Co powiemy nauczycielowi szkolnemu, nie temu, który zawód swój uważa za przykre rzemiosło, nie — nauczycielowi z powołania, czującemu się najlepiej wśród gromady rozbawionych pustaków, którzy go otaczają, błyszcząc żywymi oczyma i wesołym śmiechem, gdy on marzy o wszczepieniu w swą gromadkę tych idei altruistycznych, które jego własnej przyświecały młodości?
Widzę cię często w smutku i znam tego przyczynę. Oto dziś ulubiony twój uczeń, malec bardzo wrażliwy, z przejęciem opowiadał legendę o Tellu. Jarzyły się jego oczy; zdawało się, że byłby gotów zabić wszystkich tyranów świata, z takim ogniem przytaczał słowa Schillera: „Nie przed wolnym — przed niewolnikiem Zadrżyj, co rozbił kajdany“!
Lecz po powrocie do domu chłopczyk usłyszał surowe wyrzuty ojca, matki, wuja, za brak uszanowania dla pastora. Rodzice dowodzili mu dzień cały, jak konieczną jest rzeczą: „ostrożność, uległość zwierzchnikom, posłuszeństwo“, a jako następstwo wpływu rodziny było odłożenie na bok Schillera i zastąpienie go dziełem o „Sztuce urządzenia sobie życia“.
Wczoraj dopiero dowiedziałeś się, że niektórzy uczniowie twoi nieszczególnie się pokierowali: jeden marzy tylko o szlifach oficerskich, drugi, na usługach pracobiorcy, wyzyskuje robotników. A ileż to świetnych nadziei przywiązywałeś do ich przyszłości. Jakież przepastne przeciwieństwo dzieli życie rzeczywiste od ideałów!

Podany wykaz:
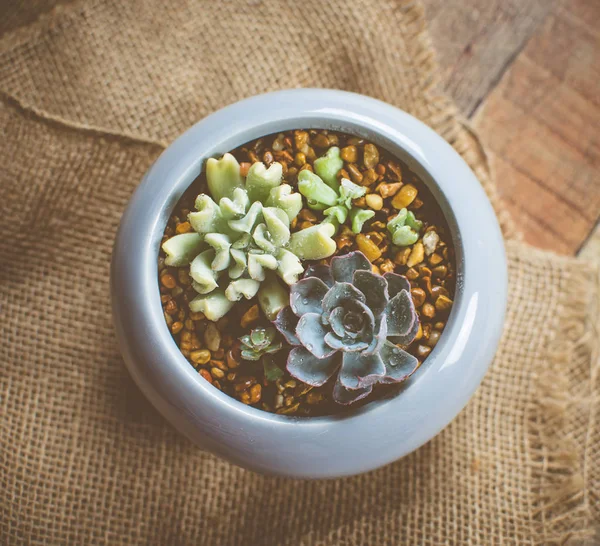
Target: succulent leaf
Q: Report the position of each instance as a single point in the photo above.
(307, 295)
(221, 244)
(260, 180)
(278, 225)
(360, 370)
(348, 191)
(245, 224)
(202, 273)
(236, 207)
(340, 293)
(358, 217)
(398, 363)
(374, 287)
(272, 297)
(182, 249)
(223, 176)
(283, 198)
(311, 334)
(400, 314)
(289, 267)
(257, 263)
(208, 217)
(259, 342)
(345, 310)
(343, 267)
(247, 230)
(286, 322)
(320, 271)
(238, 268)
(242, 287)
(214, 305)
(339, 213)
(328, 167)
(315, 190)
(344, 396)
(404, 228)
(313, 243)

Cel zadania:
Proszę ocenić, czy stwierdzenia 1–3 zgadzają się z fragmentem tekstu, i przy każdym podać „tak” lub „nie” wraz z rozstrzygającymi słowami fragmentu w dokładnym cytacie.
1. Ulubiony uczeń nauczyciela opowiadał legendę o Tellu.
2. Rodzice pochwalili chłopca za jego postawę wobec pastora.
3. Jeden z dawnych uczniów marzy o szlifach oficerskich.

Odpowiedź:
1. Tak: „ulubiony twój uczeń, malec bardzo wrażliwy, z przejęciem opowiadał legendę o Tellu”
2. Nie: „chłopczyk usłyszał surowe wyrzuty ojca, matki, wuja, za brak uszanowania dla pastora”
3. Tak: „jeden marzy tylko o szlifach oficerskich”